Copy the data below exactly.

'''

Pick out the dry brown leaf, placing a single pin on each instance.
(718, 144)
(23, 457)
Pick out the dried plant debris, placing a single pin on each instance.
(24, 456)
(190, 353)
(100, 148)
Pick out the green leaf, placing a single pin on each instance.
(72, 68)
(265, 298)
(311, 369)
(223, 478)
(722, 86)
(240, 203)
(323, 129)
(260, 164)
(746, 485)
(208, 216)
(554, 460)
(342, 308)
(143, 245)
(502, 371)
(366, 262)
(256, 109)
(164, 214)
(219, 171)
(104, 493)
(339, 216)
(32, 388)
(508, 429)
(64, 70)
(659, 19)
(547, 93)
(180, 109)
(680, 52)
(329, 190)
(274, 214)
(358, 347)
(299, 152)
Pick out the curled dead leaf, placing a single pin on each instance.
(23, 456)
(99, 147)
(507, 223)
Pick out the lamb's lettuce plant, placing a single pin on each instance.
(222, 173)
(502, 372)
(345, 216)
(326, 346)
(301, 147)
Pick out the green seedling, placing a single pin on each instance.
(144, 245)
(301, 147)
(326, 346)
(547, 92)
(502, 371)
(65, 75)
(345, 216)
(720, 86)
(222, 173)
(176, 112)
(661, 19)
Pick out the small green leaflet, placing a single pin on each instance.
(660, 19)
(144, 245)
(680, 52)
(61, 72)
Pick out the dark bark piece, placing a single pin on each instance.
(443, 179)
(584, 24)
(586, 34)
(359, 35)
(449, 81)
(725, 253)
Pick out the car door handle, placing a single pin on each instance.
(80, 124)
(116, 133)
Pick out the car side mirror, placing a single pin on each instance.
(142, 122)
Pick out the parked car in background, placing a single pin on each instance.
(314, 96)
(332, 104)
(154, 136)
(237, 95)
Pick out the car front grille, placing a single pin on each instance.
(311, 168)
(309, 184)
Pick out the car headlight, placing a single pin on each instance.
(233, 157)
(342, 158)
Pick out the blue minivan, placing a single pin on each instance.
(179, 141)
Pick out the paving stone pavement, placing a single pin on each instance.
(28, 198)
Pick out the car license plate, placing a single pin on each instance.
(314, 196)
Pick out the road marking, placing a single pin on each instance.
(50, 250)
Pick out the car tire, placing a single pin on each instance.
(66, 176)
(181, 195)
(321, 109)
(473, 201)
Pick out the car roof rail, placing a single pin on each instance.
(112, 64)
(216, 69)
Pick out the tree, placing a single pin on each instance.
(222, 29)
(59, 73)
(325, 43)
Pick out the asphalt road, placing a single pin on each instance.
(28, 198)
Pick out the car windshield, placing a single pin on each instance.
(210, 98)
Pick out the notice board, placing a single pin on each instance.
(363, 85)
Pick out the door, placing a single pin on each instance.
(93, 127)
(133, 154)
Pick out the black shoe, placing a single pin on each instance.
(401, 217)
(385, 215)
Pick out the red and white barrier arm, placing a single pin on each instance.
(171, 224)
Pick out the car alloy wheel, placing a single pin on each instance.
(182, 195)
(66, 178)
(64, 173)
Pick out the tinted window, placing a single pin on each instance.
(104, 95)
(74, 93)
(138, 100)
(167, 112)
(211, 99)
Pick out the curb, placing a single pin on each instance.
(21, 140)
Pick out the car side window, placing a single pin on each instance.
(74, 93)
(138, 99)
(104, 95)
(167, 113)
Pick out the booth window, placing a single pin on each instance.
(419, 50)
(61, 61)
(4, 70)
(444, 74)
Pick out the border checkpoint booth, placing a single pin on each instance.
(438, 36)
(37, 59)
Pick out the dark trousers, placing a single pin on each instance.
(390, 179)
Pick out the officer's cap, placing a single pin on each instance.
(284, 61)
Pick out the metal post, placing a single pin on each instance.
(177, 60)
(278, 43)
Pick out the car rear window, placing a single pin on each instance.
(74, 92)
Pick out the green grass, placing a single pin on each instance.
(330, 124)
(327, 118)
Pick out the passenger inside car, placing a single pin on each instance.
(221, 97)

'''

THE OUTPUT>
Pick out the dry brown leaf, placing a single pin on each instance.
(718, 144)
(23, 457)
Pick out the dried plant debris, placing a single pin on each instance.
(24, 456)
(190, 353)
(100, 148)
Pick out the green leaf, placing a single pin on each instance.
(72, 68)
(265, 298)
(311, 369)
(223, 478)
(722, 86)
(240, 203)
(323, 129)
(260, 164)
(746, 485)
(208, 216)
(554, 460)
(342, 308)
(143, 245)
(502, 371)
(366, 262)
(256, 109)
(164, 214)
(219, 171)
(104, 493)
(339, 216)
(32, 388)
(508, 429)
(64, 70)
(659, 19)
(547, 93)
(180, 109)
(680, 52)
(329, 190)
(274, 214)
(358, 347)
(299, 152)
Pick out the curled dead leaf, placing a single pin on each instance.
(23, 456)
(99, 147)
(507, 223)
Pick out the lamb's lettuce plant, placing a single pin on each instance.
(222, 173)
(502, 372)
(345, 216)
(326, 346)
(301, 147)
Pick out the green seedling, placing a single pin on each instance.
(144, 245)
(301, 147)
(326, 346)
(547, 92)
(502, 371)
(65, 75)
(345, 216)
(720, 86)
(222, 173)
(176, 112)
(661, 19)
Pick out the small green leaflet, placing a single pin on each instance.
(660, 19)
(144, 245)
(680, 52)
(61, 72)
Pick out the dark bark piece, placing a single pin on each instance.
(443, 179)
(584, 24)
(586, 34)
(359, 35)
(449, 81)
(725, 253)
Pick out the car door handle, placing a single pin on each instance.
(80, 124)
(116, 133)
Pick out the car side mirror, placing a single pin on each instance.
(142, 122)
Pick out the parked car in background, placing a single pin on each instance.
(314, 96)
(332, 104)
(154, 136)
(237, 95)
Pick out the car front grille, placing a single pin on each instance.
(311, 168)
(309, 184)
Pick out the car headlight, placing a single pin on each instance.
(233, 157)
(342, 158)
Pick out the blue minivan, placing a single pin on each instance.
(179, 141)
Pick out the paving stone pavement, placing a single pin on each instance.
(28, 198)
Pick out the car license plate, placing a single pin on each instance.
(314, 196)
Pick out the road marking, placing a single pin on each instance.
(50, 250)
Pick out the car tire, placing a single pin on each instance.
(66, 176)
(181, 195)
(321, 109)
(473, 201)
Pick out the car roof rail, placing a single pin on each instance.
(112, 64)
(216, 69)
Pick out the tree, placing a single pin on each instance.
(222, 29)
(59, 73)
(325, 43)
Pick out the asphalt road, placing a single pin on each instance.
(28, 198)
Pick out the car windshield, placing a single pin on each instance.
(210, 98)
Pick out the notice board, placing a single pin on each instance.
(363, 85)
Pick out the door, placing a single pin on each instance.
(93, 127)
(133, 154)
Pick out the black shoe, placing a single pin on each instance.
(401, 217)
(385, 215)
Pick out the red and white barrier arm, placing a single pin on each instance.
(171, 224)
Pick out the car alloy wheel, placing a single pin on each instance.
(182, 195)
(66, 178)
(64, 173)
Pick out the tinted window, placing a single pin on each instance.
(104, 95)
(74, 93)
(138, 100)
(167, 112)
(211, 99)
Pick out the curb, placing a single pin on each instance.
(21, 140)
Pick out the car side window, placing a single pin on each instance.
(74, 93)
(138, 99)
(104, 95)
(167, 113)
Pick out the booth window, placing a single pin on each instance.
(419, 50)
(61, 61)
(4, 70)
(444, 74)
Pick out the border checkpoint booth, placing a single pin on each instance.
(438, 36)
(37, 59)
Pick out the dark trousers, placing a single pin on each instance.
(390, 179)
Pick out the officer's cap, placing a single pin on each instance.
(284, 61)
Pick out the metal post, placing a single pin on each instance.
(177, 60)
(278, 43)
Pick out the car rear window, placing a single pin on each instance.
(74, 92)
Pick out the green grass, placing a single pin on each instance.
(330, 124)
(327, 118)
Pick out the passenger inside car, placing a single pin on each instance.
(221, 97)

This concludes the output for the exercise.